Given instruction
Rewrite the part of the records that runs from the start through the line containing "[119,62,178,135]", both ends included, as a numbered list with blank lines omitted. Leave the pictures out of the answer.
--- start Information provided ---
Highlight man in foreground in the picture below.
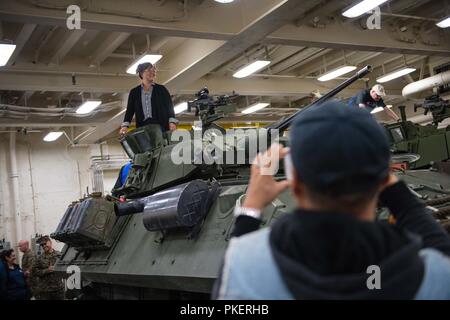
[213,101,450,299]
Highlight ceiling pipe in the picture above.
[402,70,450,98]
[9,132,22,245]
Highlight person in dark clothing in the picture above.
[0,249,30,300]
[212,101,450,300]
[348,84,400,121]
[119,62,178,135]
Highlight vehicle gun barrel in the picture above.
[272,66,372,131]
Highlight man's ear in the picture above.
[291,167,305,197]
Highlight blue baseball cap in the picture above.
[290,100,390,196]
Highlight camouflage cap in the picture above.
[36,235,51,244]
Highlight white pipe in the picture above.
[9,132,22,245]
[402,70,450,97]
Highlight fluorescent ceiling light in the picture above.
[127,54,162,74]
[44,131,64,142]
[77,100,102,114]
[436,17,450,28]
[241,102,270,114]
[317,66,356,81]
[370,104,392,113]
[342,0,387,18]
[377,67,416,83]
[0,43,16,67]
[233,60,270,78]
[173,102,187,114]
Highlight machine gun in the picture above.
[188,87,238,127]
[414,95,450,125]
[269,66,372,131]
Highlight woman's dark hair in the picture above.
[0,249,14,263]
[136,62,153,79]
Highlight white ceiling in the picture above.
[0,0,450,142]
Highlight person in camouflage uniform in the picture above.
[33,236,64,300]
[19,240,38,297]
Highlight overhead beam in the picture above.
[6,24,36,67]
[91,32,131,65]
[180,77,402,97]
[50,29,86,64]
[0,72,138,93]
[163,0,320,91]
[270,48,322,74]
[266,21,450,56]
[0,0,232,40]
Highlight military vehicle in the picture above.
[51,67,450,299]
[385,95,450,169]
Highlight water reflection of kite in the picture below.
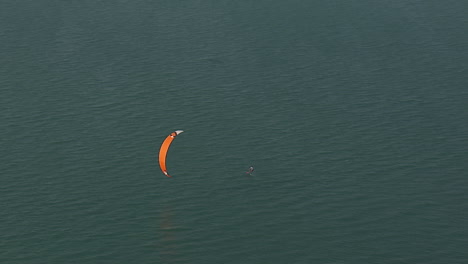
[159,130,184,177]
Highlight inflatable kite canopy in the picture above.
[159,130,184,177]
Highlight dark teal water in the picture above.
[0,0,468,264]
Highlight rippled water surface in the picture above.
[0,0,468,264]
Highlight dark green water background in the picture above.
[0,0,468,264]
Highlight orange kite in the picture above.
[159,130,184,177]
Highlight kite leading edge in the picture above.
[159,130,184,177]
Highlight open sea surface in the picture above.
[0,0,468,264]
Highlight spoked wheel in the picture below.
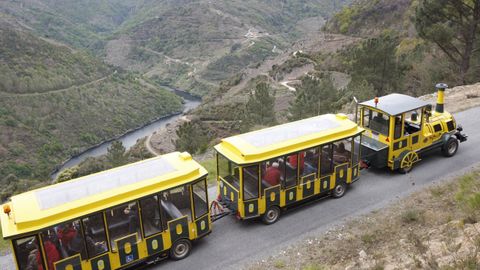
[442,137,458,157]
[170,239,192,261]
[332,182,347,198]
[398,152,420,174]
[262,206,280,225]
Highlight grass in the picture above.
[250,168,480,270]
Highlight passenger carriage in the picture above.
[0,152,211,270]
[215,114,364,224]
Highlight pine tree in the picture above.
[414,0,480,84]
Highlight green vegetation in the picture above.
[175,120,212,154]
[249,167,480,270]
[0,24,111,93]
[289,74,339,120]
[56,138,153,182]
[455,172,480,222]
[244,82,277,126]
[200,158,217,186]
[0,70,182,197]
[341,31,406,96]
[414,0,480,84]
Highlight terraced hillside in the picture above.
[0,23,182,199]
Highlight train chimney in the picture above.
[435,83,448,113]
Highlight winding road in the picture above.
[0,107,480,270]
[153,107,480,270]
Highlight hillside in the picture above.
[0,23,182,200]
[0,19,109,93]
[0,0,351,95]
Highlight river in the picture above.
[51,86,201,179]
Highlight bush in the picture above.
[455,172,480,220]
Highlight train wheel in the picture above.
[170,239,192,261]
[398,152,420,174]
[262,206,281,225]
[442,137,458,157]
[332,182,347,198]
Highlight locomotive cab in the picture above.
[358,84,467,173]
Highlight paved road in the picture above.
[152,108,480,270]
[0,107,480,270]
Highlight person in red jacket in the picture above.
[264,162,282,186]
[43,239,61,269]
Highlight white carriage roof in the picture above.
[35,158,176,210]
[360,94,428,115]
[239,115,340,147]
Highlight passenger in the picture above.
[43,237,61,269]
[57,223,77,249]
[25,243,43,270]
[288,152,305,171]
[123,205,138,233]
[333,142,350,164]
[85,230,107,257]
[264,162,282,186]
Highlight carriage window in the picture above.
[106,202,140,248]
[243,165,258,200]
[13,236,44,270]
[140,195,162,237]
[352,135,362,166]
[298,148,319,176]
[333,138,352,166]
[320,144,333,176]
[217,154,240,188]
[261,158,284,190]
[284,154,303,187]
[160,186,192,228]
[393,115,403,140]
[82,213,108,259]
[192,179,208,219]
[405,109,422,135]
[363,108,390,136]
[40,220,87,269]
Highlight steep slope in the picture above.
[0,23,181,188]
[0,20,112,93]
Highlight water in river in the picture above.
[51,89,201,179]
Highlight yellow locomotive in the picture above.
[357,83,467,173]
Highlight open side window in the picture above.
[13,235,45,270]
[243,164,259,200]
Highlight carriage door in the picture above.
[242,164,259,218]
[298,148,319,199]
[106,202,141,266]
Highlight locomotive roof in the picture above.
[215,114,363,164]
[360,94,429,115]
[0,152,207,237]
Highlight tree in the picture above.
[414,0,480,84]
[344,31,405,96]
[107,141,128,167]
[246,82,276,126]
[289,75,339,120]
[175,120,210,154]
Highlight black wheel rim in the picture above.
[267,209,278,222]
[447,141,457,155]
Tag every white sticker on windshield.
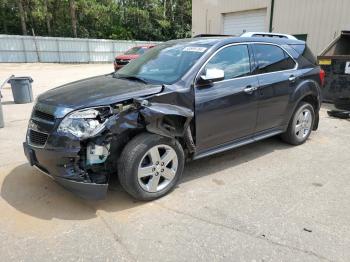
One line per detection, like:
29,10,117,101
183,46,207,53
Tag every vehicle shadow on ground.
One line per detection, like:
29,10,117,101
1,138,291,220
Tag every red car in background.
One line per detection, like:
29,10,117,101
114,45,154,71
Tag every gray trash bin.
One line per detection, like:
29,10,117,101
8,76,33,104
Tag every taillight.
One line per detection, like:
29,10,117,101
320,69,326,86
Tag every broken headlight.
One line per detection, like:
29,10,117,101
57,107,110,139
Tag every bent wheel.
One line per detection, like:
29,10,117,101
282,102,315,145
118,133,184,200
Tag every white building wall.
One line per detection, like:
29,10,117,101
192,0,350,54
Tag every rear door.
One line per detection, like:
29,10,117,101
253,43,298,132
195,44,258,152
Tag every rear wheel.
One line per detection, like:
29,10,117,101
282,102,315,145
118,133,184,200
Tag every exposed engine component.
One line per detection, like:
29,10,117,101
86,143,110,166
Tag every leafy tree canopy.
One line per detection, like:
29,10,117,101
0,0,192,41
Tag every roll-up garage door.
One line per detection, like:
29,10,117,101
224,8,266,36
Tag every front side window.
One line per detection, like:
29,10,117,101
254,44,295,74
124,47,145,55
205,45,250,80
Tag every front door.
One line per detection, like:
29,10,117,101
195,44,258,153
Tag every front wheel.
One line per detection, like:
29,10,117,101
282,102,315,145
118,133,185,200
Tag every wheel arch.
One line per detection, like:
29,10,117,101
288,79,321,130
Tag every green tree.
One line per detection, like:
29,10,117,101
0,0,192,41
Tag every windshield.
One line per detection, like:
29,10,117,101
124,47,145,55
116,42,209,84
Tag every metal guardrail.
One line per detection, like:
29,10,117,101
0,35,160,63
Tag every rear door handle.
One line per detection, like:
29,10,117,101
288,75,297,82
243,86,258,94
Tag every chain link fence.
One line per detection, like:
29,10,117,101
0,35,160,63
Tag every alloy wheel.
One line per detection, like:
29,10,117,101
137,145,178,193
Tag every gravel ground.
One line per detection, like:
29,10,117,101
0,64,350,261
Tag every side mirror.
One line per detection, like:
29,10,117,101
200,68,225,84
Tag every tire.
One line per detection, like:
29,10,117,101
118,133,185,201
281,102,315,145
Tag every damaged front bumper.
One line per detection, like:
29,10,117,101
23,142,108,200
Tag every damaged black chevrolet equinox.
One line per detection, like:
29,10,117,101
24,37,324,200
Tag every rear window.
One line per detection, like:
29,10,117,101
254,44,295,74
289,45,317,65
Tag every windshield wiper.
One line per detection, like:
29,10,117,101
113,73,148,84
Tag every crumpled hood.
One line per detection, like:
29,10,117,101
38,74,162,109
116,55,140,60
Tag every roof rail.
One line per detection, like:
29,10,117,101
193,34,234,38
240,32,298,40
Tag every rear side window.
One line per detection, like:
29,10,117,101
290,45,317,65
254,44,295,74
205,45,250,80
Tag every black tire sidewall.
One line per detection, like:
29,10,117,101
289,102,315,144
118,134,185,200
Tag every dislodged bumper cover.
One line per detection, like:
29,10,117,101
23,142,108,200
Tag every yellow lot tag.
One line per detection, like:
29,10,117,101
318,59,332,65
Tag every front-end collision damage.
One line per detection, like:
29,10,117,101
49,100,195,199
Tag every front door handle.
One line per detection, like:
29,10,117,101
243,86,258,94
288,75,297,82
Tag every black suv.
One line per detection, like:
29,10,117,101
24,37,324,200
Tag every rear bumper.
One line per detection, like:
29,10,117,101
23,142,108,200
113,62,124,71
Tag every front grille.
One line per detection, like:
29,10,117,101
33,110,55,122
29,129,49,146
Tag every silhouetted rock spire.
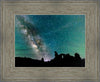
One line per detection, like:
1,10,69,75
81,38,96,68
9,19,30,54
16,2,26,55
15,51,85,67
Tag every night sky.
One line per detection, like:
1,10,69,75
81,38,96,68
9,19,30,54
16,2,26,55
15,15,85,61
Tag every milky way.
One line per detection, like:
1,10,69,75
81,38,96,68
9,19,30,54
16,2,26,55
16,16,51,61
15,15,85,61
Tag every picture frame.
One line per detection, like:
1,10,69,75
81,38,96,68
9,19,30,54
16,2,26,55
1,1,99,81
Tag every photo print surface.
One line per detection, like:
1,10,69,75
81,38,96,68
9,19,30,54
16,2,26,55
15,15,85,67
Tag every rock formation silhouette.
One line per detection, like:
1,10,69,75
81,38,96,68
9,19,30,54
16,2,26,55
15,51,85,67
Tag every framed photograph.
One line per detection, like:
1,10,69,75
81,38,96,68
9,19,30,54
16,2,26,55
1,1,99,81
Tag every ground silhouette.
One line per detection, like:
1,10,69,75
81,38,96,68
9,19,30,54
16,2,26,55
15,51,85,67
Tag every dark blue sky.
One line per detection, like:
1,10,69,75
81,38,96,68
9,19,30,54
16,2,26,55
15,15,85,58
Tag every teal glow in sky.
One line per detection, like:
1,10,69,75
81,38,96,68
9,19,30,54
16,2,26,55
15,15,85,60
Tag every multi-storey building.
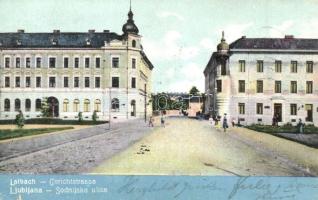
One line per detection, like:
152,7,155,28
0,7,153,120
204,35,318,124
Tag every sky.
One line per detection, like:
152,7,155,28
0,0,318,92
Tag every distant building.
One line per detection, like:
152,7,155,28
204,34,318,124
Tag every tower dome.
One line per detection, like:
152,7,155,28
122,6,139,35
217,31,230,53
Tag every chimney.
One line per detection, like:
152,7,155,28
285,35,294,39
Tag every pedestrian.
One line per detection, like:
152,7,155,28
223,113,229,132
148,116,153,127
160,114,165,127
297,118,305,134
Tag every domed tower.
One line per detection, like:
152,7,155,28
122,4,139,35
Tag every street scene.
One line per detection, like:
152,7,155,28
0,0,318,177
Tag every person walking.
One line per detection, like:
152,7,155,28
222,113,229,132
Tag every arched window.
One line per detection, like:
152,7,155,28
35,99,42,111
14,99,21,111
25,99,31,112
84,99,90,112
130,100,136,117
94,99,101,112
63,99,69,112
73,99,79,112
131,40,136,47
112,98,119,112
4,99,10,111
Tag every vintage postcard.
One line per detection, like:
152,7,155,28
0,0,318,200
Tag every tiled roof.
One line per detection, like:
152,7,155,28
230,36,318,50
0,31,122,48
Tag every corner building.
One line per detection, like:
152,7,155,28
204,34,318,125
0,10,153,120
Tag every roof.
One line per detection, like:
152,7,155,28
230,36,318,50
0,31,122,48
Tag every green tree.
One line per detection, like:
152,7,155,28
41,97,50,117
15,110,25,128
189,86,200,96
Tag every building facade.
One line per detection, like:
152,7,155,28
0,10,153,120
204,34,318,125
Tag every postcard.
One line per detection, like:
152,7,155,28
0,0,318,200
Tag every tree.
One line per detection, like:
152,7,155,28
15,110,24,128
189,86,200,96
41,97,50,117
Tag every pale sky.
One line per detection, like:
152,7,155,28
0,0,318,92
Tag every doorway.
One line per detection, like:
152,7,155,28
273,103,282,122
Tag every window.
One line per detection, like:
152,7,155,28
49,77,56,88
36,57,42,68
256,103,263,115
25,76,31,87
216,80,222,92
290,61,297,73
74,77,79,88
73,99,79,112
94,99,101,112
4,76,10,87
4,99,10,112
239,80,245,93
131,77,136,88
256,80,263,93
290,81,297,93
36,76,41,88
95,58,100,68
4,57,10,68
256,60,264,72
239,60,245,72
63,77,68,88
15,57,21,68
25,99,31,112
131,40,136,47
306,61,314,73
74,58,79,68
112,98,119,112
239,103,245,115
275,81,282,93
290,104,297,115
15,76,20,87
131,58,136,69
112,57,119,68
63,57,68,68
306,81,313,94
35,99,42,112
84,99,90,112
84,58,89,68
275,60,282,73
95,77,100,88
63,99,69,112
14,99,21,111
25,57,31,68
49,58,56,68
84,77,89,87
112,77,119,88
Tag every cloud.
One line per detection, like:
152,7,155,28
158,11,184,21
143,30,200,61
217,22,253,43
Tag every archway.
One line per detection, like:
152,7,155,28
47,97,59,117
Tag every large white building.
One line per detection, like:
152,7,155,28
0,7,153,120
204,34,318,125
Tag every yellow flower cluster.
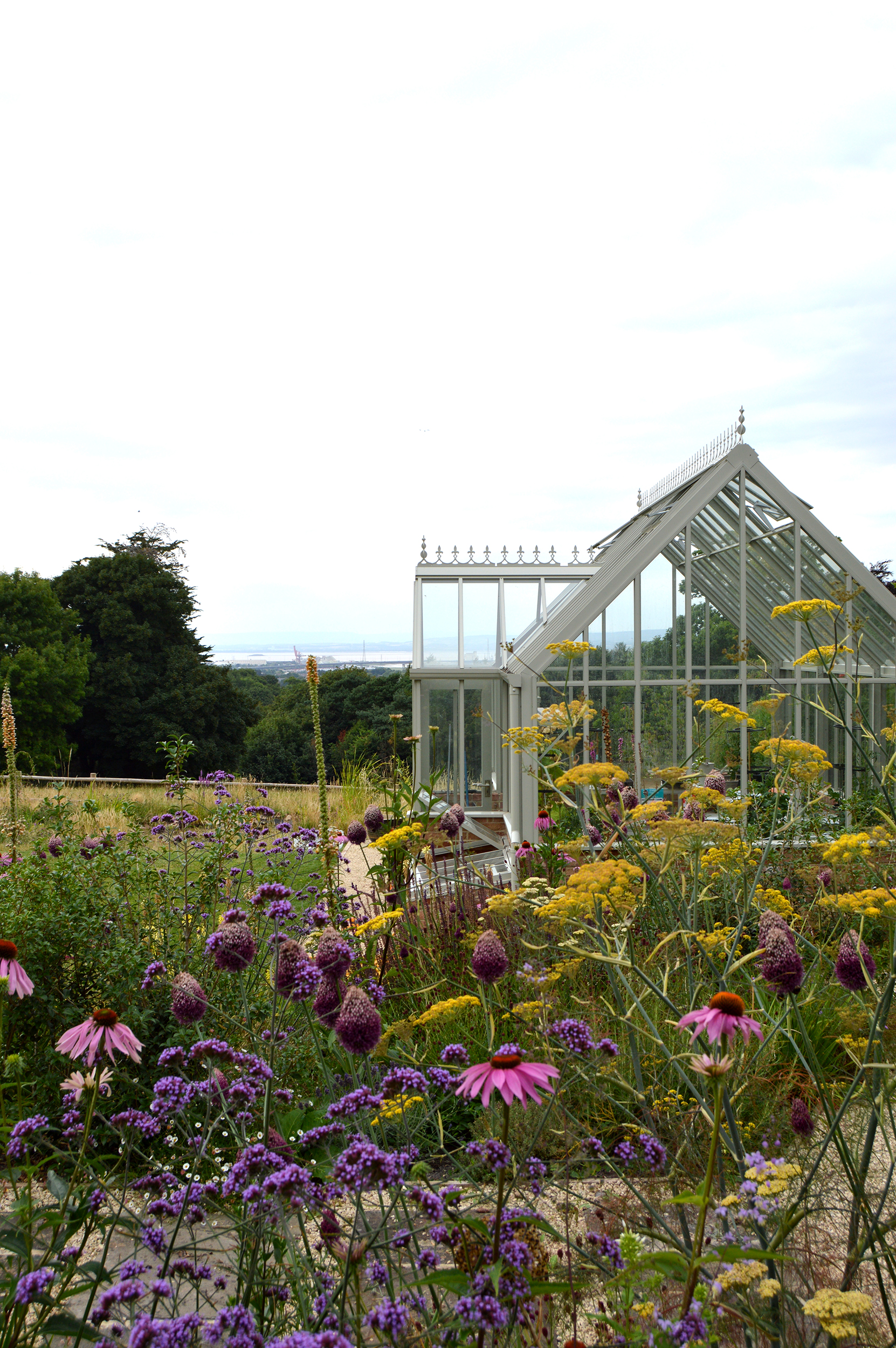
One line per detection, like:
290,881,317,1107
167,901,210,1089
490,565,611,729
629,801,668,824
715,1259,768,1291
354,909,404,936
376,824,423,852
545,642,596,661
772,599,844,623
370,1096,423,1123
825,825,896,865
694,697,756,727
704,841,760,875
694,922,737,954
753,735,831,782
803,1288,872,1339
818,889,896,918
753,884,795,922
413,995,481,1024
794,642,856,668
554,763,626,790
537,860,644,922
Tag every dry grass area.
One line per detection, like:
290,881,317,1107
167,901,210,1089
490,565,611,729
19,774,380,837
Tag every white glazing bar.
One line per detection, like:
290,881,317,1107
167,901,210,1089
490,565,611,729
413,576,423,669
671,566,678,763
685,520,694,762
844,576,858,829
632,572,642,801
737,468,749,798
794,520,804,740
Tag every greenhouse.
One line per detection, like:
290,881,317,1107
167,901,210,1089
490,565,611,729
411,410,896,843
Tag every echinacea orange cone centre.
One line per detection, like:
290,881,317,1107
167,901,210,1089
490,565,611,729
709,992,747,1015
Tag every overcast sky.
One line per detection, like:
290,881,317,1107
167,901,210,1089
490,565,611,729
0,0,896,638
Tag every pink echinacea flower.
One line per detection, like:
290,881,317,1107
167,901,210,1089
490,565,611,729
0,941,33,998
678,992,764,1043
57,1007,143,1068
454,1043,559,1110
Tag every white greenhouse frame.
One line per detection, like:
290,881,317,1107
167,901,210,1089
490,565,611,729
410,429,896,848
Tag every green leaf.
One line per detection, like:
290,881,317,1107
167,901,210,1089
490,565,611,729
47,1170,68,1202
40,1310,100,1339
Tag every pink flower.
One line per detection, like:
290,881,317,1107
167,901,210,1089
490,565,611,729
454,1043,559,1110
0,941,33,998
678,992,764,1043
57,1007,143,1068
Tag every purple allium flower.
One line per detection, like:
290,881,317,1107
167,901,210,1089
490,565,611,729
790,1096,815,1138
834,929,877,992
12,1267,57,1306
314,926,351,979
761,926,806,1002
364,805,385,837
547,1018,597,1053
335,984,383,1053
314,973,345,1030
140,960,164,992
171,973,209,1024
205,909,257,973
637,1132,666,1174
439,1043,470,1068
470,930,511,986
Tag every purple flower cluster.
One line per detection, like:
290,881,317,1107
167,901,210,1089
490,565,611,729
547,1018,597,1053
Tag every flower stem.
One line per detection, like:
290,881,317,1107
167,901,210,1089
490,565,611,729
682,1081,722,1315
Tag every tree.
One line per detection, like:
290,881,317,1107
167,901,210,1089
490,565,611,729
0,570,90,773
243,668,411,782
54,526,257,776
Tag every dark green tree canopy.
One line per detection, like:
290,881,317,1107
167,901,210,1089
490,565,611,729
0,570,90,773
54,530,257,776
243,668,411,782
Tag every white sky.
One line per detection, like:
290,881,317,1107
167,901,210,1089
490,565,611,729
0,0,896,638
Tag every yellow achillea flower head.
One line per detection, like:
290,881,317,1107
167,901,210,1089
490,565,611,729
537,860,644,922
694,697,756,728
554,763,628,790
753,735,831,782
772,599,844,623
803,1288,872,1339
413,995,483,1024
794,642,856,666
545,642,596,661
354,909,404,936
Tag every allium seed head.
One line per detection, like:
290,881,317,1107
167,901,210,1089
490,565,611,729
335,984,383,1053
171,973,209,1024
470,932,511,984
--- end Information provided ---
The reply
1. Highlight man in foreground in the picture below.
2. [213,101,450,299]
3. Highlight ceiling pipe in the picture above.
4. [402,70,450,98]
5. [9,132,22,245]
6. Highlight person in dark clothing in the picture above.
7. [0,249,30,300]
8. [212,101,450,300]
9. [348,84,400,121]
10. [119,62,178,135]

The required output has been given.